* [Directions for this task]
Beginning at the line that contains "Guideline: for each instance of the door" and ending at the last line of the entries, write out each line exactly; include nothing outside that span.

* [Coordinate annotation entries]

^^^^^^^^^^^^^^^^

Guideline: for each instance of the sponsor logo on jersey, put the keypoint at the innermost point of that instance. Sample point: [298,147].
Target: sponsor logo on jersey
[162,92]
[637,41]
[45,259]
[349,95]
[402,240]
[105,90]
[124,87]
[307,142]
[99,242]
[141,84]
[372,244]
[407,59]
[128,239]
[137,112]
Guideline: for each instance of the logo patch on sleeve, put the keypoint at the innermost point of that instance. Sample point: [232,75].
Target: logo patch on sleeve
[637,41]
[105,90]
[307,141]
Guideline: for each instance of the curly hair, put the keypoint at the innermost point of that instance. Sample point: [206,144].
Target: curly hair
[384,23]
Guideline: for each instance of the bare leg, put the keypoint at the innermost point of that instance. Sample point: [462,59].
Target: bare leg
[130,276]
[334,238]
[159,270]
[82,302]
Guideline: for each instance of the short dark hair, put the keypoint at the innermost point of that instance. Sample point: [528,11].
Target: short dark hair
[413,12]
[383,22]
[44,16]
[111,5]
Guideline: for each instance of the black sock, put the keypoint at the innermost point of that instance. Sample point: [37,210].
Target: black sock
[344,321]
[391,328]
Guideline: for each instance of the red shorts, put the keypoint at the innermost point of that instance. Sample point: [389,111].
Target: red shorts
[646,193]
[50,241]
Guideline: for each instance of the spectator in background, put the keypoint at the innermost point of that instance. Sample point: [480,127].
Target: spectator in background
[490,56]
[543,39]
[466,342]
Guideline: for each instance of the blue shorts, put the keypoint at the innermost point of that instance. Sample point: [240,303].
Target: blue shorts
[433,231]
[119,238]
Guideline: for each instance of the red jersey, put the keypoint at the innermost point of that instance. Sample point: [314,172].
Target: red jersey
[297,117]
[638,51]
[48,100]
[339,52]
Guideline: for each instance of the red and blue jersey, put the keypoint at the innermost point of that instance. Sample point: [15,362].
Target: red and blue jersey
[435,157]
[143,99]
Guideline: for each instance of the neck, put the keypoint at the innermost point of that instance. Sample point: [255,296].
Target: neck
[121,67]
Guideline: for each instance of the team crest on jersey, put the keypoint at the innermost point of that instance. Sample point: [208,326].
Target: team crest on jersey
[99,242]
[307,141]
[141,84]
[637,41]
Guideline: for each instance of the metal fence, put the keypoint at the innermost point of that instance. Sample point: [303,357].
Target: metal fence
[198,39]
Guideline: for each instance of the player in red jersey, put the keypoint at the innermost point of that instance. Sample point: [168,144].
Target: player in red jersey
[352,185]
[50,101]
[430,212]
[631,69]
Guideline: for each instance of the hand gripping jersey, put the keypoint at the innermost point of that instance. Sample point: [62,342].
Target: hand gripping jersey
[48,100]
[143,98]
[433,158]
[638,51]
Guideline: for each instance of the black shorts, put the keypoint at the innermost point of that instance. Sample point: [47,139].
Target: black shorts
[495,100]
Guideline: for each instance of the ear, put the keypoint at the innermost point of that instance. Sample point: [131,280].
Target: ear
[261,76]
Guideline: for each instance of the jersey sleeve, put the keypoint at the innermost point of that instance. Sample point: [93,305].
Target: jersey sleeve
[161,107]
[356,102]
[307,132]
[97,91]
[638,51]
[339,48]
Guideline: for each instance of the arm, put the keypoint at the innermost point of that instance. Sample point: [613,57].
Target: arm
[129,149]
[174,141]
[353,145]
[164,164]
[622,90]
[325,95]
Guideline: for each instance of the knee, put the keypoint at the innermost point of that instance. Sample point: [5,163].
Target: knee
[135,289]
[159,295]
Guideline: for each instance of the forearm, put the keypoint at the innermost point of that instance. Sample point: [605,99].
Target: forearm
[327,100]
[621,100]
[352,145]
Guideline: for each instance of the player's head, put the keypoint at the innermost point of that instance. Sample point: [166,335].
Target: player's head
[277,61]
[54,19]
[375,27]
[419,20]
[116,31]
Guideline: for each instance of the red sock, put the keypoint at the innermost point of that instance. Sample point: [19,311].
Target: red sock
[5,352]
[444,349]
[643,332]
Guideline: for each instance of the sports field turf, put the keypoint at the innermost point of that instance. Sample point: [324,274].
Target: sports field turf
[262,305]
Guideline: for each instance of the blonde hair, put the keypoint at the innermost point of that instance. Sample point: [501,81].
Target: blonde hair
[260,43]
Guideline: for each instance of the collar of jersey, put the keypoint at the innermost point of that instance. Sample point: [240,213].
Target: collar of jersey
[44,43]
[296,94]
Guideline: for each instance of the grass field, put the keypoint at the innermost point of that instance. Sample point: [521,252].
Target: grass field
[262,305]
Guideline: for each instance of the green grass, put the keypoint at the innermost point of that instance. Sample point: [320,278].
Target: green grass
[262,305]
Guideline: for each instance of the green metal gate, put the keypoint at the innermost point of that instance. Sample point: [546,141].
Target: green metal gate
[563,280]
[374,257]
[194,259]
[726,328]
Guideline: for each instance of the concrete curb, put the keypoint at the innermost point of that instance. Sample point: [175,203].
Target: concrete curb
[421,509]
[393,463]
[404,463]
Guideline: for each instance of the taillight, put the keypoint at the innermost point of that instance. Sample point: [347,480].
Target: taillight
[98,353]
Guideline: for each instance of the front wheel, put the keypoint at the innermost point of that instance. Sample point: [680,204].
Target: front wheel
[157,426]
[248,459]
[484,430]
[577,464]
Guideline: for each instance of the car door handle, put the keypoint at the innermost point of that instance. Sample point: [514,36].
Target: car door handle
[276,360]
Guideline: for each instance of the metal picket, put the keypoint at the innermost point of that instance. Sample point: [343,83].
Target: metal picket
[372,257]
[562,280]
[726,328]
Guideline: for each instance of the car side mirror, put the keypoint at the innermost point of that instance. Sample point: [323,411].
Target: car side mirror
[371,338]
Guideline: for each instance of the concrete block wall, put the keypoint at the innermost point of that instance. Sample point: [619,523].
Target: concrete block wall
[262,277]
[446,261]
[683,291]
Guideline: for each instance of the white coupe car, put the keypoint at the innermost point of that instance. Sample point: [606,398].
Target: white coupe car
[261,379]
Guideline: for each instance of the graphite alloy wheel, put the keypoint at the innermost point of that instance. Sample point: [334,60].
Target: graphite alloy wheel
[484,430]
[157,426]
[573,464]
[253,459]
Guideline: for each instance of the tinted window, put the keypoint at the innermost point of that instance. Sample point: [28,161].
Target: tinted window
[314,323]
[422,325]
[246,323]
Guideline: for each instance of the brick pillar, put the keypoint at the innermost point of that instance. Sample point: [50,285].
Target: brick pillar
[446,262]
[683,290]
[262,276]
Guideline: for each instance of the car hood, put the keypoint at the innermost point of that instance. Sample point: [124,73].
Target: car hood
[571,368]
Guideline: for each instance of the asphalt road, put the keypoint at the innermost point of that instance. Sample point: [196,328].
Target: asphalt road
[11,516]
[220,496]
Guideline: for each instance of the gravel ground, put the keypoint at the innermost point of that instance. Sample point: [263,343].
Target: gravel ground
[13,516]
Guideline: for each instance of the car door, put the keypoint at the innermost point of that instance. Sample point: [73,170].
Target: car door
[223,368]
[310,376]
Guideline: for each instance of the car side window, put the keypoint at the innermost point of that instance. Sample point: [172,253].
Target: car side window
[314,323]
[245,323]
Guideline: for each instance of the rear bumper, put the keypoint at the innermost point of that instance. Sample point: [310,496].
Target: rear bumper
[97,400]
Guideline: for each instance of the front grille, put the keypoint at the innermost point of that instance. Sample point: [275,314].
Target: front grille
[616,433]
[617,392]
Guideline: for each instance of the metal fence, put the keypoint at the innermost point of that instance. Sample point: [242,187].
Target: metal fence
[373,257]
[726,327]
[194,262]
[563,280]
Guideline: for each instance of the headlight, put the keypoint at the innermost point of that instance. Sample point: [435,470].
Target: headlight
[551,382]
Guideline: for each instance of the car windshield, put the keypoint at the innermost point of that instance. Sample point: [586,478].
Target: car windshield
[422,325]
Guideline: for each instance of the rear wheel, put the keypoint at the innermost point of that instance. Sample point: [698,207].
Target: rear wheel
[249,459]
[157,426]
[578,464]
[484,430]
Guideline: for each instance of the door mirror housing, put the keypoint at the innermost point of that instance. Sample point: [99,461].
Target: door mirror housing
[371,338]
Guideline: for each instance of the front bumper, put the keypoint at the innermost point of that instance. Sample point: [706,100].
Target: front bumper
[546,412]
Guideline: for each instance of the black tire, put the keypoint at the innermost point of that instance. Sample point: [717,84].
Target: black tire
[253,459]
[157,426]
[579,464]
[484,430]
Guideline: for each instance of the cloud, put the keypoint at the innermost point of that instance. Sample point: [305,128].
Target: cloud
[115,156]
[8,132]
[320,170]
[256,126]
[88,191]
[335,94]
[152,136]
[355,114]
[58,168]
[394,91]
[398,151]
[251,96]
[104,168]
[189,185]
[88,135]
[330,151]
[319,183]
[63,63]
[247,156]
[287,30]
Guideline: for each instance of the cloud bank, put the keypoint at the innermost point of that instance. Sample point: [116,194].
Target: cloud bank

^^^^^^^^^^^^^^^^

* [The solution]
Guideline: for each instance of the door mirror housing, put the keypoint at the innermost point of that instance. Sample point: [99,461].
Target: door mirror housing
[371,338]
Guideline: for each instance of the front bumper, put the keypoint at the innermost point of that instance. Sample point: [706,100].
Target: front bumper
[546,412]
Guideline: for each instance of the black tire, put the keypoint at the innermost point of that instance. Sample point: [717,84].
Target: black tire
[253,459]
[157,426]
[579,464]
[484,430]
Guideline: for each instance of the cloud, put the keypoint at the innermost point of that instance. Sample point: [305,128].
Target: cloud
[115,156]
[8,132]
[320,170]
[256,126]
[88,191]
[335,94]
[152,136]
[355,114]
[58,168]
[394,91]
[398,151]
[251,96]
[104,168]
[189,185]
[88,135]
[330,151]
[319,183]
[63,63]
[247,156]
[287,30]
Guideline: for each instance of the cloud bank, put the keypoint at the innermost point of that instance. Sample point: [116,194].
Target: cloud bank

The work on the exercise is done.